→ Given exercise
Please copy everything in the listing from the line containing "Using the photo shown above, find the porch" down to the end of the listing, requests included, offsetting every bounding box coordinate in the answers by -63.

(Recorded data)
>>
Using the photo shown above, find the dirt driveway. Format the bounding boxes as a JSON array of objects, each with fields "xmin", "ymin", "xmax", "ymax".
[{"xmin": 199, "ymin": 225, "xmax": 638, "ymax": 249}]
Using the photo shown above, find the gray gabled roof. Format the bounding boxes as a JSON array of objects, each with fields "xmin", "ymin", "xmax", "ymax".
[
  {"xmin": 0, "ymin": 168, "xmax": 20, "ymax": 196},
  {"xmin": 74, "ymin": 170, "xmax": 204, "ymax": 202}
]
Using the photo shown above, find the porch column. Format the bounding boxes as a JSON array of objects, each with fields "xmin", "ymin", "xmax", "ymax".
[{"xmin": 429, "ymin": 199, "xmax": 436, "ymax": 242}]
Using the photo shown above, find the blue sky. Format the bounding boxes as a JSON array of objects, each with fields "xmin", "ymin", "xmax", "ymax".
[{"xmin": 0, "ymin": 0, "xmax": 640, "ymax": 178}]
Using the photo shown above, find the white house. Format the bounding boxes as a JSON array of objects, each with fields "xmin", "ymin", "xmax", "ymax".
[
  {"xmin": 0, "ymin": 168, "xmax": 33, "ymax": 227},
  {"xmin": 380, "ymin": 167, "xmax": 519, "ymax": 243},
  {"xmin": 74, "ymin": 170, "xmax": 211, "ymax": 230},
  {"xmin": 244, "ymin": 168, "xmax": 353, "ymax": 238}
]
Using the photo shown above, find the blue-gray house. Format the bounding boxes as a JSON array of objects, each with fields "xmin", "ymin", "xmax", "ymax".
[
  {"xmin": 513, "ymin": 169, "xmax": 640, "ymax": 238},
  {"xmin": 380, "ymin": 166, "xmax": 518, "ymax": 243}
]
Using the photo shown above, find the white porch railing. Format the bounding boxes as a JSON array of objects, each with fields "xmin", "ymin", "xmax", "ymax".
<<
→ Problem solution
Using the photo shown above, find the porch column. Format the bounding boxes as a JSON array of objects, each with fields "xmin", "ymin", "xmax", "ymax".
[{"xmin": 366, "ymin": 136, "xmax": 373, "ymax": 179}]
Using the photo shown above, find the blue sky. Format the bounding boxes as a JSON array of objects, each with fields "xmin", "ymin", "xmax", "ymax".
[{"xmin": -63, "ymin": -63, "xmax": 577, "ymax": 115}]
Using the photo shown above, find the white house. Format the bounding boxes as a JSON array of objects, each with fields "xmin", "ymin", "xmax", "ymax".
[
  {"xmin": -63, "ymin": 105, "xmax": -30, "ymax": 164},
  {"xmin": 317, "ymin": 104, "xmax": 456, "ymax": 180},
  {"xmin": 11, "ymin": 107, "xmax": 148, "ymax": 167},
  {"xmin": 181, "ymin": 105, "xmax": 290, "ymax": 175}
]
Using the photo shown above, find the blue-gray house. Format the bounding boxes as a JSON array of objects, each with fields "xmin", "ymin", "xmax", "ymax".
[
  {"xmin": 450, "ymin": 106, "xmax": 577, "ymax": 175},
  {"xmin": 317, "ymin": 103, "xmax": 455, "ymax": 180}
]
Using the photo shown above, find the white porch railing. Format the bounding boxes as a JSON array of objects, each with fields "xmin", "ymin", "xmax", "ymax".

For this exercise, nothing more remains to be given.